DOCUMENT TEXT:
•••••

There are no off-putting smells, but this was the first batch of lard I've bought and it freaked out my roommates so I had to put it in the garage fridge. So if it doesn't smell bad should I be OK?


----------



## Pensacola Tiger

The way fats and oils go bad is through oxidation. It will go rancid, and trust me, you will have no problem telling when that happens. 

Two to three month old lard that was kept refrigerated should be fine. In the future, divide it into smaller portions, wrap it in airtight plastic and freeze it. Works for butter and bacon, as well.

Rick


----------



## CalleNAK

Pensacola Tiger said:


> The way fats and oils go bad is through oxidation. It will go rancid, and trust me, you will have no problem telling when that happens.
> 
> Two to three month old lard that was kept refrigerated should be fine. In the future, divide it into smaller portions, wrap it in airtight plastic and freeze it. Works for butter and bacon, as well.

•••••

GIVEN DATA:
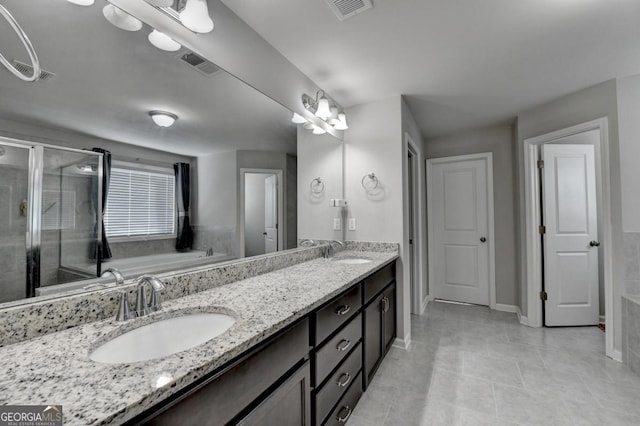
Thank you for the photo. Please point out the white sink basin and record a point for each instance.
(162, 338)
(353, 261)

•••••

DO THIS:
Pick up the thread about storing lard where it stops and write the next part. The data stands apart from the thread about storing lard.

WRITTEN REPLY:
> 
> Rick


 
Agreed on this. You'll be fine and would definitely know if something was amiss. I've got a big pot of pork tenderloin confit cooking right now in delicious, delicious lard. Through in some duck lard for good measure too.


----------



## mhlee

Rick is right. You will DEFINITELY know if it's bad when you heat it up.

I had some old, frozen duck fat that I finally heated up a while back. It was like 2 years old. When heated up, it smelled like a mix of turpentine, rancid oil and melted plastic. 

If you need more, just go to any Mexican market. They sell it in blocks - XLNT is one if I recall correctly. Farmer John's also sells it in bricks. 

Carnitas are one of my favorite things to eat in the world. Enjoy!


----------



## Eamon Burke

ha! XLNT. That's funny.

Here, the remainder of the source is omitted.